### Document text:
═══

Normally when looking for a suitable investment one of the metrics I’d look at is price to earnings ratio, or the PE ratio. Basically, it’s the ratio of a company’s share price to the company’s earnings per share. But with a company this size and development level, you’re not going to find that information. Nobody looks at a company this size for PE ratio or potential dividend yield to determine viability. What they’re looking for is whether or not they’re going to grow, and grow fast. And by that I mean double or triple in share price overnight, and there’s no market metric for that.

 

But there are certain elements that might suggest it could be a good place for your cash—depending on your tolerance for risk.

Here’s one:

 

From their investor deck

The three circled points in my badly Paint3D augmented financial statement image represent significant improvements. The company’s total assets have shown increases while the total liabilities have shown decreases, and the difference between them is the shareholder equity. That’s one way of measuring trajectory, and the general trajectory looks good.

 

What the image doesn’t show is that while this company has a $3 million cash position, it only pulled in roughly $14,000 in revenue during the time period. Those aren’t good numbers. The cash position, under normal circumstances wouldn’t be horrible. You could keep the lights on, keep everyone paid regularly, and have some left over to buy a new Vitalis extractions device. You might need to mix it up by throwing out a few shares into a deal, but it’s do-able until your next private placement, or your revenue picks up.

 

But coupled with not enough money actually coming in and the drain becomes apparent.

 

This is probably a short term problem, though, and not necessarily a reflection of anything the company’s doing wrong. CBD products don’t exactly fly off the shelf when people are worried about contracting a respiratory disease that might kill their grandma.  If this waterwings in the shallow end variety of analysis has left you thirsty for more of a deep dive into the shark-infested deep end, then you’re going to have to check EG’s analysis guru Taku Ndachena’s piece on Pure Extracts, where he gets into the grit.  If you’ve noticed a distinct lack of charts and would like to get into the technicals, then check out our chart-wizard, Vishal Toora’s piece.

How do you like me now?

═══

[Point localization data]
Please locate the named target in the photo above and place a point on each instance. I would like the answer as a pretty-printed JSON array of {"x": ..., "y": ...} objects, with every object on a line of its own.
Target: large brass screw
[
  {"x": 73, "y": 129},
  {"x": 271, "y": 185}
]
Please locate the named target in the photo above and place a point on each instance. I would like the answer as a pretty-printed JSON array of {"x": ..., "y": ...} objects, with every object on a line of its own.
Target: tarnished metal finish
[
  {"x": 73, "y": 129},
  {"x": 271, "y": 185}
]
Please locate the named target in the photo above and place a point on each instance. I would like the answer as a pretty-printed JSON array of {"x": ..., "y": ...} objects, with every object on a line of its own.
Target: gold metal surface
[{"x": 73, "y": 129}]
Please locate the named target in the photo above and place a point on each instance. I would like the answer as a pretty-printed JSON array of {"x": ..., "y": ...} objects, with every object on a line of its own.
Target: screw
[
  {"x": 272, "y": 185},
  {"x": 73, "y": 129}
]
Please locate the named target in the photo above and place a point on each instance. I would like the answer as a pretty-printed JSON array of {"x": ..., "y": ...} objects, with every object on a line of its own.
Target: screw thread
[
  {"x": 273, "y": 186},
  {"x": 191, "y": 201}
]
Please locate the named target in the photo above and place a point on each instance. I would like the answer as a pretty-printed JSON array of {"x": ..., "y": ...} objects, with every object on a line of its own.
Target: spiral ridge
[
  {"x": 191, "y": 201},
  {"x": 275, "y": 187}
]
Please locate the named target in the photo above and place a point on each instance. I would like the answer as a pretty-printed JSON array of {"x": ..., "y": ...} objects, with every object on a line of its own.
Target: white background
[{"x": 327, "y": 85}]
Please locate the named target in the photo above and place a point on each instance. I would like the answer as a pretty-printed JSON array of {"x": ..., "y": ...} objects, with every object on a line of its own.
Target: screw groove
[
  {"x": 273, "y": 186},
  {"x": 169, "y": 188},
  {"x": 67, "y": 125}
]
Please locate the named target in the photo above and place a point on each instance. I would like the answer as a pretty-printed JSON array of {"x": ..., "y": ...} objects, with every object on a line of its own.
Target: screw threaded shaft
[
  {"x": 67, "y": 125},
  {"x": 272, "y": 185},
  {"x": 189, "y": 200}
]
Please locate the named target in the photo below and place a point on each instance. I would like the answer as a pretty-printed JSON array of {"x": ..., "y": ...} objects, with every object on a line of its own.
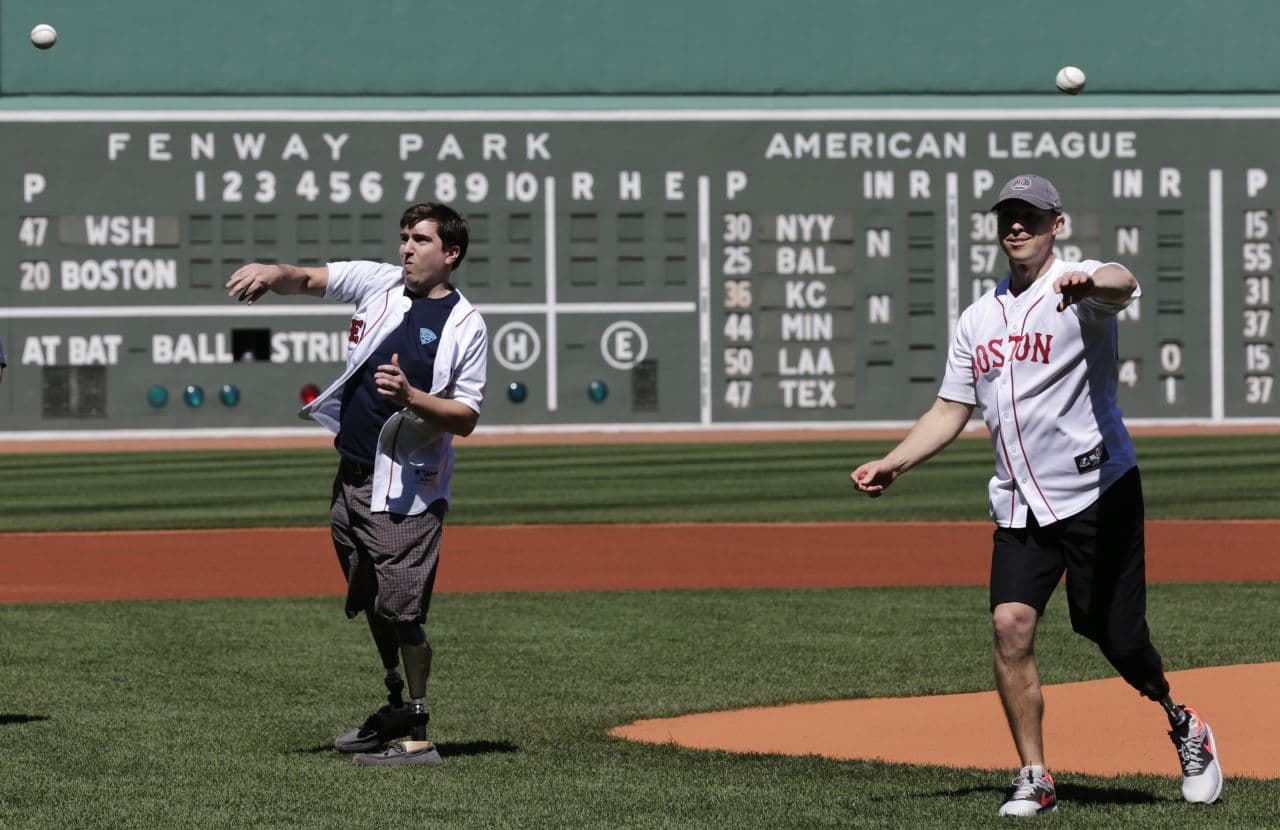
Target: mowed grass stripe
[
  {"x": 220, "y": 712},
  {"x": 1205, "y": 477}
]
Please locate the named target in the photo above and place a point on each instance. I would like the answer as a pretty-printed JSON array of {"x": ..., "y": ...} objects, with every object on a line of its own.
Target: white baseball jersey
[
  {"x": 414, "y": 463},
  {"x": 1046, "y": 382}
]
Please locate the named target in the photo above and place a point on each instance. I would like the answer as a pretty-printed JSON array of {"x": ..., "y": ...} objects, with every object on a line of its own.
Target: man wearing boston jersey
[
  {"x": 1038, "y": 356},
  {"x": 415, "y": 378}
]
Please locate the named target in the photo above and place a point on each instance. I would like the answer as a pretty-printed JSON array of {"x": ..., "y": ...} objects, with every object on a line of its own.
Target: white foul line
[
  {"x": 552, "y": 358},
  {"x": 1216, "y": 349},
  {"x": 704, "y": 300},
  {"x": 952, "y": 256}
]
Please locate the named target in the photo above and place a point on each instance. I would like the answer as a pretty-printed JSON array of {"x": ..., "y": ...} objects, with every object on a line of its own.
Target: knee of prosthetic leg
[
  {"x": 410, "y": 634},
  {"x": 1142, "y": 669}
]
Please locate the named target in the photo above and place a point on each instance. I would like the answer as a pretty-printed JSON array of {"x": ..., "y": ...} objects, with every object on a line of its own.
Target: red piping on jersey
[
  {"x": 1013, "y": 491},
  {"x": 1009, "y": 465},
  {"x": 387, "y": 301},
  {"x": 1018, "y": 427}
]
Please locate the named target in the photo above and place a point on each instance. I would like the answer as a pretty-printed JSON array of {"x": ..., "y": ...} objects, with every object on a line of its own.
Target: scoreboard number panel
[{"x": 635, "y": 268}]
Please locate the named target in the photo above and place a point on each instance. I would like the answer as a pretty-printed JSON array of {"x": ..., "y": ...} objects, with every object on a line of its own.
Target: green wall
[{"x": 415, "y": 48}]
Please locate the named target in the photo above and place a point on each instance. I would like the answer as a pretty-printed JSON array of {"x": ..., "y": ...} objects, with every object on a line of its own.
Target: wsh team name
[{"x": 1033, "y": 346}]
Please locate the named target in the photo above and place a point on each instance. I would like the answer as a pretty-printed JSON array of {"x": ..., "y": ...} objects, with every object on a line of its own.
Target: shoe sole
[
  {"x": 1217, "y": 760},
  {"x": 419, "y": 758},
  {"x": 360, "y": 746}
]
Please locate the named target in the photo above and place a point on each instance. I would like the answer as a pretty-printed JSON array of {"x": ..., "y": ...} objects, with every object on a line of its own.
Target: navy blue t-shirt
[{"x": 364, "y": 410}]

═══

### Work instruction:
In the investment commentary, how much revenue did the company bring in during the period while holding a $3 million cash position?

### Response for this exercise:
Roughly $14,000.